REQUIRED TASK: Please copy exactly the lines that begin with the one containing "Note: for this drill, mark the shrub" and end with the last line of the entries.

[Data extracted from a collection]

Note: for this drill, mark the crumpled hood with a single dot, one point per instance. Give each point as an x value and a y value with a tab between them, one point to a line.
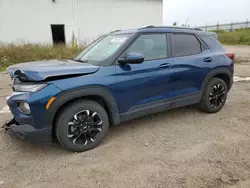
41	70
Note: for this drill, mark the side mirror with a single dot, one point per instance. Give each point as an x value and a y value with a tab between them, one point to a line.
132	58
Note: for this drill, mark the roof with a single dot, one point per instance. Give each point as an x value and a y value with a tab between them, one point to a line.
161	29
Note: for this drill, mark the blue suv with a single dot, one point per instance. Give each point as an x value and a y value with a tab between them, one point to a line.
120	76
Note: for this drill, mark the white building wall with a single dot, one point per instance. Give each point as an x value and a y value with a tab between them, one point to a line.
24	21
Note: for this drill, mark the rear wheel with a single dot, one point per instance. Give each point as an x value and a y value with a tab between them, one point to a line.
82	125
214	96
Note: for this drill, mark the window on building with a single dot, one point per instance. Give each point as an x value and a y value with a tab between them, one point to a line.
185	44
152	46
58	34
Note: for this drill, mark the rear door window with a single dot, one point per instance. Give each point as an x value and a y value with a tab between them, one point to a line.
152	46
185	44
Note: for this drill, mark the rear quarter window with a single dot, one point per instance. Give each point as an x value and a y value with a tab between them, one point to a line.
185	44
212	42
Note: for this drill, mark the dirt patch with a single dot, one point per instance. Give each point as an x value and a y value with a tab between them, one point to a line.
181	148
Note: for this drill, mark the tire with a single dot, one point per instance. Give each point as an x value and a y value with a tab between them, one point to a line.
215	93
70	124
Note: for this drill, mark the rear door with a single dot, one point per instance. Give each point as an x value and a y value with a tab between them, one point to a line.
192	62
142	88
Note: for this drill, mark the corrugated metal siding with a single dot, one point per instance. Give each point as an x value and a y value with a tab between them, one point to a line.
30	20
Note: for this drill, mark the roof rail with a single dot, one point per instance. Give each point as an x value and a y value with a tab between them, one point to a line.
115	31
170	27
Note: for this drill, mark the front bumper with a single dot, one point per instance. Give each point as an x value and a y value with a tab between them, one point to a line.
27	132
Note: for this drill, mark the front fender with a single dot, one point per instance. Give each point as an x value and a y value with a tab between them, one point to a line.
102	92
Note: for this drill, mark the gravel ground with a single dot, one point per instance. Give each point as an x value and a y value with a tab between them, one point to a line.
179	148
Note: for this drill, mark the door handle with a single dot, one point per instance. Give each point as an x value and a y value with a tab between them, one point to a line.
165	65
208	59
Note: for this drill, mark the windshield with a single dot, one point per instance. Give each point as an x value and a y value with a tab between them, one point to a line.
102	49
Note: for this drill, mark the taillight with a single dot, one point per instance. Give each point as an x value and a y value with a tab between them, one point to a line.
230	55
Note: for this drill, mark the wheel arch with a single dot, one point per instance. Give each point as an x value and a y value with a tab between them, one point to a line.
97	94
222	73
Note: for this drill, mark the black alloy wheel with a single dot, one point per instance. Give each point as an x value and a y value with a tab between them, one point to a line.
214	96
217	95
84	127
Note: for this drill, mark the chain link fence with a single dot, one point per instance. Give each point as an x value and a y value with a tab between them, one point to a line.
227	27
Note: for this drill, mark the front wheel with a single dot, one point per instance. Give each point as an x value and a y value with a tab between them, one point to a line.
214	96
82	125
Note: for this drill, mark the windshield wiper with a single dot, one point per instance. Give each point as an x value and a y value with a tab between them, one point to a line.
81	61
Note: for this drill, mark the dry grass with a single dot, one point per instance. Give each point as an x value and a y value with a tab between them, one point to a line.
13	54
238	37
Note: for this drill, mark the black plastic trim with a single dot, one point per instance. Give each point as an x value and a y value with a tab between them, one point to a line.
161	105
84	92
216	71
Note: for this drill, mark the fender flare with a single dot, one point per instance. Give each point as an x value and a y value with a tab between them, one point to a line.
102	92
216	71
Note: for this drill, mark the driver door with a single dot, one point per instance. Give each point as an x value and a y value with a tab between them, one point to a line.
145	88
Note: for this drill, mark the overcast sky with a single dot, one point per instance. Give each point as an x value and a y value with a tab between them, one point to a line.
202	12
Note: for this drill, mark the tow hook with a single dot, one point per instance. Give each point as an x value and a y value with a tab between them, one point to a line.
6	126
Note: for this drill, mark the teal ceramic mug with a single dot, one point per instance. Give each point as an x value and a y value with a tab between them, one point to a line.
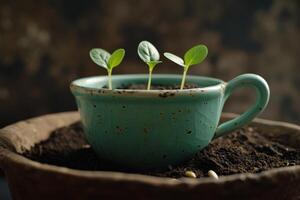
142	129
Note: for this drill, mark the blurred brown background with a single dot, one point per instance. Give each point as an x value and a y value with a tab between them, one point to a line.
44	45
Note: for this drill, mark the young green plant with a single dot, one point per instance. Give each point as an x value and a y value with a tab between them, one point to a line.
106	60
149	54
193	56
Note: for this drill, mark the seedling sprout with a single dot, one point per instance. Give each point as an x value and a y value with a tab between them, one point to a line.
193	56
106	60
149	54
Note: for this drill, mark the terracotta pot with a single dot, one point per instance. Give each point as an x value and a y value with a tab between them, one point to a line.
32	180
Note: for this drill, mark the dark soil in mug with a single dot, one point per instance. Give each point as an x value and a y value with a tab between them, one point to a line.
158	87
245	150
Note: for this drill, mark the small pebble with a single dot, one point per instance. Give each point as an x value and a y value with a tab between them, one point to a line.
213	174
190	174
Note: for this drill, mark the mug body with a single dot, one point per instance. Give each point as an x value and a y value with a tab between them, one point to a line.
142	129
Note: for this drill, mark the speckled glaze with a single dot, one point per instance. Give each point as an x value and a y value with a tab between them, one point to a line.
143	129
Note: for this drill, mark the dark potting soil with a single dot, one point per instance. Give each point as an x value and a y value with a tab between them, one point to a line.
244	150
158	87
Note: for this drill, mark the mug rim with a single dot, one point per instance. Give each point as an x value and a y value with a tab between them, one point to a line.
80	86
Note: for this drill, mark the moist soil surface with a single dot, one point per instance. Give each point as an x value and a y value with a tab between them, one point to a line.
158	87
244	150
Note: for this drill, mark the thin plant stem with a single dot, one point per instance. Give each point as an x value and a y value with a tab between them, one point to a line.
149	79
109	79
183	78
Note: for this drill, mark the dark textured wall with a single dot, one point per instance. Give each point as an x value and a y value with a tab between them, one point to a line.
44	45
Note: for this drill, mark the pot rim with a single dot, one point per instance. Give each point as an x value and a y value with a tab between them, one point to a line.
79	86
8	158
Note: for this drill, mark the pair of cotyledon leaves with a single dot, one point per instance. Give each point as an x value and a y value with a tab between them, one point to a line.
105	59
149	54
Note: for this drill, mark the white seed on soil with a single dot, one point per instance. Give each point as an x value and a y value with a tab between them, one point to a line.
190	174
213	174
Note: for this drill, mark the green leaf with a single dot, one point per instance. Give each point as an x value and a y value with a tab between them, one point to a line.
100	57
174	58
195	55
116	58
147	52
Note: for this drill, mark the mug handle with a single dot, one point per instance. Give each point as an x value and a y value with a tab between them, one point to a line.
262	93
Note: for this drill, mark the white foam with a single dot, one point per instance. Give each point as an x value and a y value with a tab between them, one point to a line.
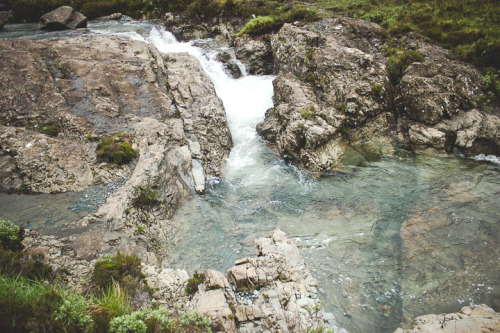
489	158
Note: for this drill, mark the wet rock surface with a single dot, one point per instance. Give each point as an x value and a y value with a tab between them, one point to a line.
60	97
333	92
275	293
63	18
271	292
470	319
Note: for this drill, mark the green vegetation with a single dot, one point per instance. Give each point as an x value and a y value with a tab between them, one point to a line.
116	149
33	300
265	24
308	113
469	28
193	283
399	61
50	129
148	196
120	268
377	89
160	320
11	236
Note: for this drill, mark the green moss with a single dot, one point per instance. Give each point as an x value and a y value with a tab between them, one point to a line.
308	113
120	268
11	236
148	196
397	63
193	283
377	89
265	24
50	129
116	149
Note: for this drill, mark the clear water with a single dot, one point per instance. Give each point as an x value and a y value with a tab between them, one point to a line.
389	240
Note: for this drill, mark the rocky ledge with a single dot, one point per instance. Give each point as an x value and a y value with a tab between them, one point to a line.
273	292
59	98
343	91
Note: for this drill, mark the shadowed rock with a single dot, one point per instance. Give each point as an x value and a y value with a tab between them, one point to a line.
63	18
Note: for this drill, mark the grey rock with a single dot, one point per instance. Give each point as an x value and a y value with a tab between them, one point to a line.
470	319
63	18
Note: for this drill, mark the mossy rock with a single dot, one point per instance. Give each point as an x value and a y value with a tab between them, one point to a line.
120	268
193	283
116	149
11	236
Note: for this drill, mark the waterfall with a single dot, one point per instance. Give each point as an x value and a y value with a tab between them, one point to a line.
245	100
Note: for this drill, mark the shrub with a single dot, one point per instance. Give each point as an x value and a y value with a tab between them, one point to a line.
377	89
265	24
11	236
73	312
116	149
111	303
193	283
120	268
24	264
160	320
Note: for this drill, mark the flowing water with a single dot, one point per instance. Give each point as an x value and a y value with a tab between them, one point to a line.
388	239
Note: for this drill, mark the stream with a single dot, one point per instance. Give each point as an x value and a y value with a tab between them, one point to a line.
388	239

FINAL RESULT:
Note: for this drill, mark the shrub with a single dot, one point per instance. Give each point as an x value and a y value with a tab between them, one point to a line.
377	89
265	24
11	236
73	312
116	149
111	303
193	283
120	268
24	264
160	320
Note: for this drill, mark the flowing water with a single dot, one point per instance. Give each point as an x value and a y value with a tab between them, one point to a line.
388	239
Note: for this drill, mark the stream with a single dot, one point per instance. Give each point as an x value and a y value with a tab between them, one point to a line.
388	239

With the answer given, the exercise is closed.